Segment Start: SUPPLIED MATERIAL
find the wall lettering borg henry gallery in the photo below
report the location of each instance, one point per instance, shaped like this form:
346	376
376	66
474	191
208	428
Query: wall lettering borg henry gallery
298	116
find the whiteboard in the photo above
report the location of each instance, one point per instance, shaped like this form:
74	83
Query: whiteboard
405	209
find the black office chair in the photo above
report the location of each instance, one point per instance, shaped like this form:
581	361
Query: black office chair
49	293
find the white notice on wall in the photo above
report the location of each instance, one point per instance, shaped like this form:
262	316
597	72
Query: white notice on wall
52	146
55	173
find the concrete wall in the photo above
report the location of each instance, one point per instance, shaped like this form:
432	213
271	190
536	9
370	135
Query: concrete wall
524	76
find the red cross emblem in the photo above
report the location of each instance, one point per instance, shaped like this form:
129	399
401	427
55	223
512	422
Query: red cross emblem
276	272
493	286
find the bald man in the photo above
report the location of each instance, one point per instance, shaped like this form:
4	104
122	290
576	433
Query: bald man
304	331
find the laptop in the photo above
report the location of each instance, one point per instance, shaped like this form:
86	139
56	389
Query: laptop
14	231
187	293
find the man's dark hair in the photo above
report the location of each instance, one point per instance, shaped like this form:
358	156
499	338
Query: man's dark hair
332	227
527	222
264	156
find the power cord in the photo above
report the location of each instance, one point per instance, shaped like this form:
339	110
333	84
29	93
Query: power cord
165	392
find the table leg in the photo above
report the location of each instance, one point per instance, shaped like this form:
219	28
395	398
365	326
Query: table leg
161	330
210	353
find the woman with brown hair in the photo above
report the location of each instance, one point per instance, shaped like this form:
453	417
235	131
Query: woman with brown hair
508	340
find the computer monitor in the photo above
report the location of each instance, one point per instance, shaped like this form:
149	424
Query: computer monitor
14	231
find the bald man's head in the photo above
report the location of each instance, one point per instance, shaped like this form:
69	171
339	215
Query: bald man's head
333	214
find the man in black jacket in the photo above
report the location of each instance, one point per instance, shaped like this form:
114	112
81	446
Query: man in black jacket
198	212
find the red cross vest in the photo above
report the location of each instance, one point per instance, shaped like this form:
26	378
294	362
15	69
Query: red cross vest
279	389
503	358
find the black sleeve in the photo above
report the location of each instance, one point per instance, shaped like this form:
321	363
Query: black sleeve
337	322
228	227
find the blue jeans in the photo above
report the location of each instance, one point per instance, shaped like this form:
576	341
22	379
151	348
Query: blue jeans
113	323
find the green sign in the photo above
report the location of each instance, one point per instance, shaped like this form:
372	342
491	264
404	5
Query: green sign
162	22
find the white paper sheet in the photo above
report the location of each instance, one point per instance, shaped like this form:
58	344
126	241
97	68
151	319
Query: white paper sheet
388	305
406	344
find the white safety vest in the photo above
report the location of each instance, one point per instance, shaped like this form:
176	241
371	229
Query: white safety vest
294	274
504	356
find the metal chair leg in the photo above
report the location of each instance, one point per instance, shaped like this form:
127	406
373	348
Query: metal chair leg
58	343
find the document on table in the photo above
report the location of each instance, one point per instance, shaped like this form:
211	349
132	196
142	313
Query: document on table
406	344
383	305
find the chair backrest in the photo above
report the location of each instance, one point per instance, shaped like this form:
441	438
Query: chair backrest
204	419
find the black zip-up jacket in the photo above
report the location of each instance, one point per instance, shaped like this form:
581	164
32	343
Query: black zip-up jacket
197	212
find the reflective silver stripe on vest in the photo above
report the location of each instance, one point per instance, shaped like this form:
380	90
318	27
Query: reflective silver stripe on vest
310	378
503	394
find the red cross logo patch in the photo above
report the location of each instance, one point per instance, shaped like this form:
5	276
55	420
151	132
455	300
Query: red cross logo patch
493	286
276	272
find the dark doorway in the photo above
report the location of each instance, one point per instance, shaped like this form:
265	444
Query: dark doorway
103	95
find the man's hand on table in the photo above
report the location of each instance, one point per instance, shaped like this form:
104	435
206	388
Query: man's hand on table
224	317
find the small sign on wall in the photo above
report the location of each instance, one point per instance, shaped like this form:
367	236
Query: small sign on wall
Segment End: SUPPLIED MATERIAL
GOAL OF THE EXERCISE →
What's wanted here is every record, retyped exactly as shown above.

SOLUTION TO THE EXERCISE →
find the wall lettering borg henry gallery in the photo below
report the location of each instance, one point per instance, shaped like this form:
346	376
376	66
474	191
208	428
Query: wall lettering borg henry gallery
298	116
find the whiteboard in the photo above
report the location of each instance, one point per instance, shaped like this form:
74	83
Query: whiteboard
405	209
find the black office chair in the photo above
report the location of each instance, one point per instance, shaped like this form:
581	361
Query: black office chair
49	293
find the white notice on wall in the photo above
report the location of each instance, one point per instance, shaped like this form:
262	316
597	72
Query: white notice on wall
52	146
55	173
find the concrete wall in the photo above
report the location of each instance, one point per instance, shaped like this form:
432	213
271	190
536	9
370	135
Query: concrete wall
524	76
find the red cross emblem in the photo above
report the location of each instance, one point per instance, shaped like this form:
129	399
401	427
55	223
512	422
Query: red cross emblem
276	272
493	286
find the bald man in the photo above
report the location of each instance, one point per instance, shaped like this form:
4	104
122	290
576	433
Query: bald man
304	331
find the laptop in the photo above
report the location of each instance, one point per instance, shaped like this form:
86	139
56	389
Query: laptop
14	231
187	293
find the man's dark hair in the photo above
report the location of each instance, one point per instance, shaped like this form:
358	156
499	338
Query: man's dark hair
332	227
527	222
264	156
find the power cord in the photo above
report the location of each instance, one point per instance, shaped like this form:
339	110
333	84
29	93
Query: power cord
165	392
find the table leg in the photo above
report the location of each instance, one point per instance, shaped like this form:
219	28
395	398
365	326
Query: table leg
161	330
210	353
find the woman with brown hair in the photo above
report the location of each instance, one point per instance, shaped like this form:
453	417
235	131
Query: woman with brown hair
508	340
find the computer monitor in the photo above
report the location of each instance, one point per instance, shaped like this form:
149	424
Query: computer monitor
14	231
find the bald man's head in the photo above
report the location of each instance, one point per instance, shaped like this form:
69	171
339	215
Query: bald man's head
333	214
find the man in black jacket in the photo above
report the location of each instance, one point per instance, shaped like this form:
114	112
81	446
Query: man in black jacket
198	212
find the red cross vest in the photo above
report the location of each instance, one point per instance, shaped like this form:
26	378
294	362
15	69
Query: red cross vest
279	389
503	358
find the black sleeve in the photo above
report the location of each instance, one point per instance, shaped like this form:
321	363
Query: black sleeve
337	322
228	227
find the blue jeans in the photo above
report the location of each instance, one point per instance, shaped like this form:
576	341
22	379
151	348
Query: blue jeans
113	323
find the green sign in the photo above
report the location of each instance, one point per instance, shaped like this form:
372	342
491	264
404	5
Query: green sign
162	22
find the white paper sheet in the photo above
report the location of each instance, one point per instance, shaped like this form:
58	344
126	241
97	68
151	319
Query: white paper sheet
388	305
406	344
find the white safety vest in the photo above
report the location of each instance, one point per instance, shaped like this form:
176	241
371	229
Query: white safety vest
294	274
504	356
find the metal chair leg in the photo above
report the location of each instance, one point per instance, shaped like this form:
127	406
373	348
Query: metal chair leg
58	343
find the document on table in the photo above
report the location of each instance, one point per instance, shaped like this form:
211	349
132	196
142	313
Query: document on table
406	344
383	305
find the chair backrest in the photo above
report the location of each instance, one point per instance, shaped like this form:
441	438
Query: chair backrest
204	419
find the black zip-up jacket in the photo above
report the location of each instance, one point per instance, shaped like this form:
581	164
32	343
Query: black zip-up jacket
197	212
find the reflective silver stripe on vest in the photo above
report the location of each instance, one point per instance, shaped like this form:
380	90
318	27
Query: reflective silver stripe on vest
310	378
503	394
find the red cross logo patch in the photo above
report the location of each instance, one point per instance, shaped like this form:
5	276
55	420
151	132
455	300
Query: red cross logo patch
493	286
276	272
find the dark doorway in the photo above
report the location of each instance, one point per instance, shaped like this form:
265	444
Query: dark doorway
103	95
find the man's hand on table in the photo above
report the location of each instance, one point per instance, shaped like this form:
104	435
206	388
Query: man's hand on table
224	317
find the small sign on wall in the photo above
report the location of each instance, one point per instance, shaped like this form:
367	236
Query: small sign on wall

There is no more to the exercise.